[Record extracts]
• • • •

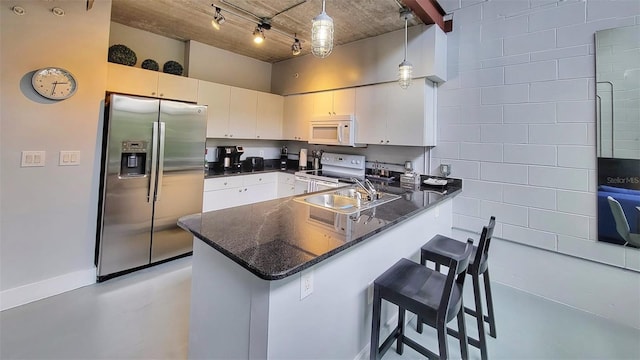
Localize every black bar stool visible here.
[417,216,496,360]
[369,239,473,360]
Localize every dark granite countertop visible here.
[178,179,462,280]
[204,167,298,179]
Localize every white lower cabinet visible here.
[202,172,278,212]
[276,173,297,198]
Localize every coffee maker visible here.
[218,146,244,171]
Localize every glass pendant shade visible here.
[398,60,413,89]
[398,14,413,89]
[311,1,333,58]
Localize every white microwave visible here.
[309,115,366,146]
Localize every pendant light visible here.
[398,9,413,89]
[311,0,333,58]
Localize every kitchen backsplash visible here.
[207,139,430,174]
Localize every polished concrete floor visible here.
[0,258,640,359]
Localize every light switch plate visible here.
[58,150,80,166]
[20,151,46,167]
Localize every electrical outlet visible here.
[300,271,313,300]
[367,282,373,305]
[20,151,46,167]
[58,150,80,166]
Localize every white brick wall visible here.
[438,0,640,271]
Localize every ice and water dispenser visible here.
[120,141,148,177]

• • • •

[What the exercise asks] Rewrite all of the records with every "Localize" replaced by "Find" and nothing else changed. Leave the pictures out.

[Answer to the task]
Find every black bar stool visible here.
[417,216,496,360]
[369,239,473,360]
Find every dark granite countertop visible here.
[178,179,462,280]
[204,167,298,179]
Find every white lower cabinet visible here.
[202,172,278,212]
[276,173,297,198]
Find every coffee maker visible here.
[218,146,244,171]
Find every glass pendant shade visible here.
[398,60,413,89]
[398,14,413,89]
[311,1,333,58]
Find every white microwave visible here.
[309,115,366,146]
Find every pendant light visible here.
[398,9,413,89]
[311,0,333,58]
Find every kitchen backsplash visible here.
[207,139,430,174]
Find every polished concrete floor visible here.
[0,258,640,359]
Find every light switch plate visible here.
[58,150,80,166]
[20,151,46,167]
Find every electrical outlet visible here.
[300,271,313,300]
[367,282,373,305]
[20,151,46,167]
[58,150,80,166]
Find every white brick wall visible here.
[438,0,640,271]
Find every ice and water dispenser visible here.
[120,141,148,177]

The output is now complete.